> **TASK**: When the line containing "Task: Could you identify the brown" is reached, include it and end there; set down verbatim every line before it, starting at the top of the records.
--- PROVIDED RECORDS Enclosed Below ---
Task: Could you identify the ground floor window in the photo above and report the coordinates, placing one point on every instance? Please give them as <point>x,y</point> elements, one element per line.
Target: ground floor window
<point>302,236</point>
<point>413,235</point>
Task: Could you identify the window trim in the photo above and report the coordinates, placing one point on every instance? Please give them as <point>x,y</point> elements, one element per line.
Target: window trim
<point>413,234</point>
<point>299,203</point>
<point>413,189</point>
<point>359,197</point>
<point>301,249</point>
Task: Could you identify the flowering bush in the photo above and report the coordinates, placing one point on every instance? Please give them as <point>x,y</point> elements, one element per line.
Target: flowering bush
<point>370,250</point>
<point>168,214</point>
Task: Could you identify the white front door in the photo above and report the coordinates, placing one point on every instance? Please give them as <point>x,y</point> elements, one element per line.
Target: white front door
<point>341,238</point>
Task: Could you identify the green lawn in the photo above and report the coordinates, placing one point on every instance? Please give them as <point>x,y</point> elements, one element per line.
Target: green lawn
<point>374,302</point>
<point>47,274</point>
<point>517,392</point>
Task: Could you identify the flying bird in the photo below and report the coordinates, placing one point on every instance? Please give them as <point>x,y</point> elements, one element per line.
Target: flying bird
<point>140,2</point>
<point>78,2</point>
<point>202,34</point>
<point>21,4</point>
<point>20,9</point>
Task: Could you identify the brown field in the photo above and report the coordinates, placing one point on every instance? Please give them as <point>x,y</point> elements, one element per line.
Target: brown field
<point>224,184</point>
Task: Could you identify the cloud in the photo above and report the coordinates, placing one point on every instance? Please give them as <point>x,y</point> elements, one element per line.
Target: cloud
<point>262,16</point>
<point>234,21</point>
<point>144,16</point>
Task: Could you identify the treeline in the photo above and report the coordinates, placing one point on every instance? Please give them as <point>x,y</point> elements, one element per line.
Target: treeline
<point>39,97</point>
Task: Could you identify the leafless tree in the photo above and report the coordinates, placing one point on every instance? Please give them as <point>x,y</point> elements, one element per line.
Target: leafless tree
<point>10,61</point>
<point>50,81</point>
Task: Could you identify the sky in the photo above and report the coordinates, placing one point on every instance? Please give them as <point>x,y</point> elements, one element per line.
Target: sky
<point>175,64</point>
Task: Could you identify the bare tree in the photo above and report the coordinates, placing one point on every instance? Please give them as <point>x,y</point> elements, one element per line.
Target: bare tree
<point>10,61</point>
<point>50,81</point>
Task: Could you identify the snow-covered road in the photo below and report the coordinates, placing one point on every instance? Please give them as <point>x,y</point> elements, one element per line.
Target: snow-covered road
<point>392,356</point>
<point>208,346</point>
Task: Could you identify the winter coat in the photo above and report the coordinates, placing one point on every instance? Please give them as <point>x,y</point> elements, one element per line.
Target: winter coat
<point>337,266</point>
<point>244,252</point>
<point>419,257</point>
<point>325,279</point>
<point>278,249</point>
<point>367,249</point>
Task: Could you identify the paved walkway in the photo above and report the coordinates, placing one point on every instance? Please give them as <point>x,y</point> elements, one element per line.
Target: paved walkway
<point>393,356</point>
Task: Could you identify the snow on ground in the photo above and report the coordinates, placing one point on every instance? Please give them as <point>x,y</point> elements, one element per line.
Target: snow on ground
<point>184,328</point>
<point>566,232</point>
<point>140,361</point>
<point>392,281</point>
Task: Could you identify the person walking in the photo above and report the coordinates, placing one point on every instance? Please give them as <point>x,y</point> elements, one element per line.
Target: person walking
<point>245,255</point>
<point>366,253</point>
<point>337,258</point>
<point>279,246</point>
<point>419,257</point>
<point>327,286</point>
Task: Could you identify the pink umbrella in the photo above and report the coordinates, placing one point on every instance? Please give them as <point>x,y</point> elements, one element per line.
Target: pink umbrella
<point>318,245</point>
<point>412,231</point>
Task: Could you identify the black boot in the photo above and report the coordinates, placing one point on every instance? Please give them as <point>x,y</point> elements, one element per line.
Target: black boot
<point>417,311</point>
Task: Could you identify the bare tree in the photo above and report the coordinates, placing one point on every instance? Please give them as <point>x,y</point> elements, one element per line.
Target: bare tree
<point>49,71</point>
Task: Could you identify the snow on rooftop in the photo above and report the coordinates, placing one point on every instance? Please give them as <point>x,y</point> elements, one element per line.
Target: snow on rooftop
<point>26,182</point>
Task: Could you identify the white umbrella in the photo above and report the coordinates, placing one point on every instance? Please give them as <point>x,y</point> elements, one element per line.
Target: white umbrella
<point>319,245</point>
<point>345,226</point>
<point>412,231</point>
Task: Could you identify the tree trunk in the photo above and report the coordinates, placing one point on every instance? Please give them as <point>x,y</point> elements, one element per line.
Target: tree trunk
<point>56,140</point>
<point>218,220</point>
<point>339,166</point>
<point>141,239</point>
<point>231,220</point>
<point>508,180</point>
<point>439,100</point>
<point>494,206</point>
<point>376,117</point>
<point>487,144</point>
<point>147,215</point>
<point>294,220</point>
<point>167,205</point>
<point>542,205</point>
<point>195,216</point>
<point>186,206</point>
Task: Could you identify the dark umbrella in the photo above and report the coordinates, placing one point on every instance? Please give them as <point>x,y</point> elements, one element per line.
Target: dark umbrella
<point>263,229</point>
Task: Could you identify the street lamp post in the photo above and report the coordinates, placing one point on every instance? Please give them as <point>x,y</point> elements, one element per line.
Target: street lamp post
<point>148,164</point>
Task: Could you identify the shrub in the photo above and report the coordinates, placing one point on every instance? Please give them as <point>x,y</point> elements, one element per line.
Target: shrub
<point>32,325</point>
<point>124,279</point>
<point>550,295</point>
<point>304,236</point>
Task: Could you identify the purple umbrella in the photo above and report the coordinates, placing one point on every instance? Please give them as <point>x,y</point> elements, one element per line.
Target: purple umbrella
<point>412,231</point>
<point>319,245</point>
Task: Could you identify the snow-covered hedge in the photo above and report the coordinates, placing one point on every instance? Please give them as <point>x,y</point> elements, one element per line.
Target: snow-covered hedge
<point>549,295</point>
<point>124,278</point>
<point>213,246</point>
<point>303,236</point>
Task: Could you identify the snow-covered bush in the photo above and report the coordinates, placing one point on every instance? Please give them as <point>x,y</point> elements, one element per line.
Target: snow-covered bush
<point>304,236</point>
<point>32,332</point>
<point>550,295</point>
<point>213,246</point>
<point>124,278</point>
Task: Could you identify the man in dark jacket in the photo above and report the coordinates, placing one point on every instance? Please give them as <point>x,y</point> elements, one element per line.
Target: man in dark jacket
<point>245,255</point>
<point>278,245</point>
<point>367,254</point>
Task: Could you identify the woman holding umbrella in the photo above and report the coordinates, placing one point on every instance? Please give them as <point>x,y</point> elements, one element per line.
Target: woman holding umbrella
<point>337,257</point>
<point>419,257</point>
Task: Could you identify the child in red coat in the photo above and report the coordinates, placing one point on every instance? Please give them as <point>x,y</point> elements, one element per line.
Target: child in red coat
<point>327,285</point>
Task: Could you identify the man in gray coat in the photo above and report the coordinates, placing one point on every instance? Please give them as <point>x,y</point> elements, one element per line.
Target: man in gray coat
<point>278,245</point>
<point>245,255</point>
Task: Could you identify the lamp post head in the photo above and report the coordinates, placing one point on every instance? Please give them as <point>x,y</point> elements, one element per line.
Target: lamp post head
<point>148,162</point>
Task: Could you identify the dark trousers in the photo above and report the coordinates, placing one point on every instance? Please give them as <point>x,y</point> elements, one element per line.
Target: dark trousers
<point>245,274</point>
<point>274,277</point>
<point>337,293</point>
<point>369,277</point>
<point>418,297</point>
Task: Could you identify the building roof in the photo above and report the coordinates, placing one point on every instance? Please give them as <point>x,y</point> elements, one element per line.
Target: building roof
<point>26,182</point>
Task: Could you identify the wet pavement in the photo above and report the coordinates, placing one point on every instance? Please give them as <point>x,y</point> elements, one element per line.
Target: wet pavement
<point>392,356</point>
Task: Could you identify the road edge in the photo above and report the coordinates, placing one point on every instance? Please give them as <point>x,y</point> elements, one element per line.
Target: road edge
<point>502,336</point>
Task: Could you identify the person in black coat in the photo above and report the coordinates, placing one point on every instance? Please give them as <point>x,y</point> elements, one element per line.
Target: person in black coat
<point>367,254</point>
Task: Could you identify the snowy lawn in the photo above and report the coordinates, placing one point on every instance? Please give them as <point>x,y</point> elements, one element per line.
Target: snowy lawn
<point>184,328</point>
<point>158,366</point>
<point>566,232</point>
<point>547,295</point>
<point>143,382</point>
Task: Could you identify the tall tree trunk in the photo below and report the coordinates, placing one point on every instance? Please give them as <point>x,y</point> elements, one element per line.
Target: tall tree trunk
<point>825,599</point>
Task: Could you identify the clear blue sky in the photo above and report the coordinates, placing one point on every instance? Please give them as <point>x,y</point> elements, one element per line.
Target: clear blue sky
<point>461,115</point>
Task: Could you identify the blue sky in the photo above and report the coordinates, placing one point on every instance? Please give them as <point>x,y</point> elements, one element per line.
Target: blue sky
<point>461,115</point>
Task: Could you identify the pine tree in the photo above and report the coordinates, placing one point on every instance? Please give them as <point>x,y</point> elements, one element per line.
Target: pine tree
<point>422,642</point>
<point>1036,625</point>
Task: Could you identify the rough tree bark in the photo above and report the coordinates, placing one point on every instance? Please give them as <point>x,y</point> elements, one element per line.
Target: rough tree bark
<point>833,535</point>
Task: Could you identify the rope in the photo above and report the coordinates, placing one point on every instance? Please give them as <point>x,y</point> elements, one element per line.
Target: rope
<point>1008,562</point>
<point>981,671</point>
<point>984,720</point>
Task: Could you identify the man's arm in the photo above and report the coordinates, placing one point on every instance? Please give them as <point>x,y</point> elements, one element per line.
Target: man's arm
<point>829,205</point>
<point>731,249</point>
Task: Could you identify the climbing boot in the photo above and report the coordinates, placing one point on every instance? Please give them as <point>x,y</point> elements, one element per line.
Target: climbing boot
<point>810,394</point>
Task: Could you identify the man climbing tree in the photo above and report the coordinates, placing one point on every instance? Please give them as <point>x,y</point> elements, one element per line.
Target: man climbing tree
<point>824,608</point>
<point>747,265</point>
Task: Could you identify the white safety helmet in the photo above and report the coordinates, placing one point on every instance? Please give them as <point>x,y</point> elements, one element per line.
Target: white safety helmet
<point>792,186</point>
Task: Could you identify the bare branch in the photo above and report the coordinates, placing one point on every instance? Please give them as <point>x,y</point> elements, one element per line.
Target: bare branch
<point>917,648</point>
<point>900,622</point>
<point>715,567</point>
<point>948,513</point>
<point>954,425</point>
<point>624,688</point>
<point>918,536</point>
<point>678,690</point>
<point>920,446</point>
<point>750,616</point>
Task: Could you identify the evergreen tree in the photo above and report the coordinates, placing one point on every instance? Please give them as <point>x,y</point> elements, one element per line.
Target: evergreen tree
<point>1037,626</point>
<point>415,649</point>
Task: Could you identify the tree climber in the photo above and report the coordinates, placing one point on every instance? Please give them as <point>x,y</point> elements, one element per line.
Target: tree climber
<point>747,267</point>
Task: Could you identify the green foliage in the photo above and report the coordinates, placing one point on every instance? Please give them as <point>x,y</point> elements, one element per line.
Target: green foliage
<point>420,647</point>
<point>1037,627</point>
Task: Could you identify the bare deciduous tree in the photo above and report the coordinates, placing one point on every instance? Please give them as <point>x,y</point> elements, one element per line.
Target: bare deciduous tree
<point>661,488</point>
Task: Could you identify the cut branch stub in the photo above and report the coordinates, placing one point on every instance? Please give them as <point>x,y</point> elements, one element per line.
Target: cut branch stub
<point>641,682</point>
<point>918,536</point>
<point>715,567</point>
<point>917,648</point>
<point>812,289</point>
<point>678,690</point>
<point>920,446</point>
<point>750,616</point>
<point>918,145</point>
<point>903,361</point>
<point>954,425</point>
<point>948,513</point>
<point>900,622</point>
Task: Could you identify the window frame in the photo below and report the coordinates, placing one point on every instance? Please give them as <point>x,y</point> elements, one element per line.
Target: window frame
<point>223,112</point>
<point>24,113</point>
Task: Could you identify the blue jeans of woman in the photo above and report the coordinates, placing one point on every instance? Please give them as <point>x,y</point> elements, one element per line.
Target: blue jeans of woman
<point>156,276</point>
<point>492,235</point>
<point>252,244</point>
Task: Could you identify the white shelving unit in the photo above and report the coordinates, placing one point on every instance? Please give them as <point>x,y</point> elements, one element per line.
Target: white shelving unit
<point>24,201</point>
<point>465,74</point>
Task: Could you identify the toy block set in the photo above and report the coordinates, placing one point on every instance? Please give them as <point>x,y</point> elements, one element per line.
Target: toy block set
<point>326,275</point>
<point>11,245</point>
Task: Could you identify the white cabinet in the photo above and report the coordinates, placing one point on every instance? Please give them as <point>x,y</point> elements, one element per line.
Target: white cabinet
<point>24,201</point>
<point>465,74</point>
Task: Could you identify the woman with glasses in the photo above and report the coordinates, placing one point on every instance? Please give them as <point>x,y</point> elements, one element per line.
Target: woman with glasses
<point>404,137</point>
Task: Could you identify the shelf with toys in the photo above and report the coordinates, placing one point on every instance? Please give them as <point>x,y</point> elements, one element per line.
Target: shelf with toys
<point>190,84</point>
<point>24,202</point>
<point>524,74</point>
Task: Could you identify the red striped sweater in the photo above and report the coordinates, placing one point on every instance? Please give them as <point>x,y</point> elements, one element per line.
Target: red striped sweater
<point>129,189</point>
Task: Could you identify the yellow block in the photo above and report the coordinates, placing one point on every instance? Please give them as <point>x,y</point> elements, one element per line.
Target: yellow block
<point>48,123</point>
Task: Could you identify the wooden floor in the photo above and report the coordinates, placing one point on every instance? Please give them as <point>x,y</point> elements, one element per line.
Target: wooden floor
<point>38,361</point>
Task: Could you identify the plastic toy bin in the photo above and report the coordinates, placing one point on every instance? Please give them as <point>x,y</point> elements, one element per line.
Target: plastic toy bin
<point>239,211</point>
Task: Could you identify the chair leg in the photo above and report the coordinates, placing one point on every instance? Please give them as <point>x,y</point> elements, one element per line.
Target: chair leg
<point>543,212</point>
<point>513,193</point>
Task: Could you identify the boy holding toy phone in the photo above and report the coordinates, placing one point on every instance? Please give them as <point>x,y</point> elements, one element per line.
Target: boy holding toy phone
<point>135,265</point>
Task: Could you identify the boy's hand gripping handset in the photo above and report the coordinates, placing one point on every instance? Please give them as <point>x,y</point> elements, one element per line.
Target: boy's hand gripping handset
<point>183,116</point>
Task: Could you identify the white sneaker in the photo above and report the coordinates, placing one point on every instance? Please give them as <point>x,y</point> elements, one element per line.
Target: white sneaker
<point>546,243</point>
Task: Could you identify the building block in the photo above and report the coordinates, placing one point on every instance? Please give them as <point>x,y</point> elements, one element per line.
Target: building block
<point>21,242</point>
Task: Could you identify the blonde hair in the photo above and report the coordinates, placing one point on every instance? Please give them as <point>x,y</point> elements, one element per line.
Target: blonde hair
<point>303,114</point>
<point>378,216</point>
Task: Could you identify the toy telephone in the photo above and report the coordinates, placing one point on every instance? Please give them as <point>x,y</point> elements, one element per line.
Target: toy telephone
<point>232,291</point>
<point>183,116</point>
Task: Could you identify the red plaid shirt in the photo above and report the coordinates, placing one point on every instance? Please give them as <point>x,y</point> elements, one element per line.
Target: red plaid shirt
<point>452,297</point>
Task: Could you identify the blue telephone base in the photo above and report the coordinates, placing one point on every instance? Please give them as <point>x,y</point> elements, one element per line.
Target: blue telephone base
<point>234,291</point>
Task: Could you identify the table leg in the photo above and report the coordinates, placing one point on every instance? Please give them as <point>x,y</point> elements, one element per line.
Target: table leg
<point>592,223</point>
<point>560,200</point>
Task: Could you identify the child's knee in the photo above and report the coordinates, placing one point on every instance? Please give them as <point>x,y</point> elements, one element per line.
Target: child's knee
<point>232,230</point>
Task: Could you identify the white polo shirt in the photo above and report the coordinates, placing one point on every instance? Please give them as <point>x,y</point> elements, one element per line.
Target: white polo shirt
--- End of Enclosed PROVIDED RECORDS ---
> **ANSWER TO THIS PROBLEM**:
Task: Could you identify the ground floor window in the photo above and report the coordinates, placing one point on every instance? Please give them as <point>x,y</point> elements, one element per line.
Target: ground floor window
<point>302,236</point>
<point>413,235</point>
Task: Could you identify the window trim in the photo above and report the coordinates, placing one point on every instance? Please give them as <point>x,y</point> elements, one element per line.
Target: window trim
<point>413,234</point>
<point>299,203</point>
<point>413,189</point>
<point>359,197</point>
<point>301,249</point>
Task: Could you identify the flowering bush in the photo above and report the coordinates, placing one point on every instance? Please give them as <point>x,y</point> elements, one element per line.
Target: flowering bush
<point>370,250</point>
<point>168,214</point>
Task: Could you identify the white front door in the photo above and report the coordinates, placing one point on every instance? Please give them as <point>x,y</point> elements, one element per line.
Target: white front door
<point>341,238</point>
Task: Could you identify the green lawn in the photo above and report the coordinates, placing one point on every instance? Please give them as <point>x,y</point> elements, one element per line.
Target: green lawn
<point>374,302</point>
<point>47,274</point>
<point>517,392</point>
Task: Could you identify the flying bird in the photo below and report the coordinates, placing one point on every instance? Please give them as <point>x,y</point> elements, one element per line.
Target: flying bird
<point>140,2</point>
<point>78,2</point>
<point>202,34</point>
<point>21,4</point>
<point>20,9</point>
Task: Could you identify the brown field in the photo above and report the coordinates, placing one point on every instance? Please give them as <point>x,y</point> elements, one element per line.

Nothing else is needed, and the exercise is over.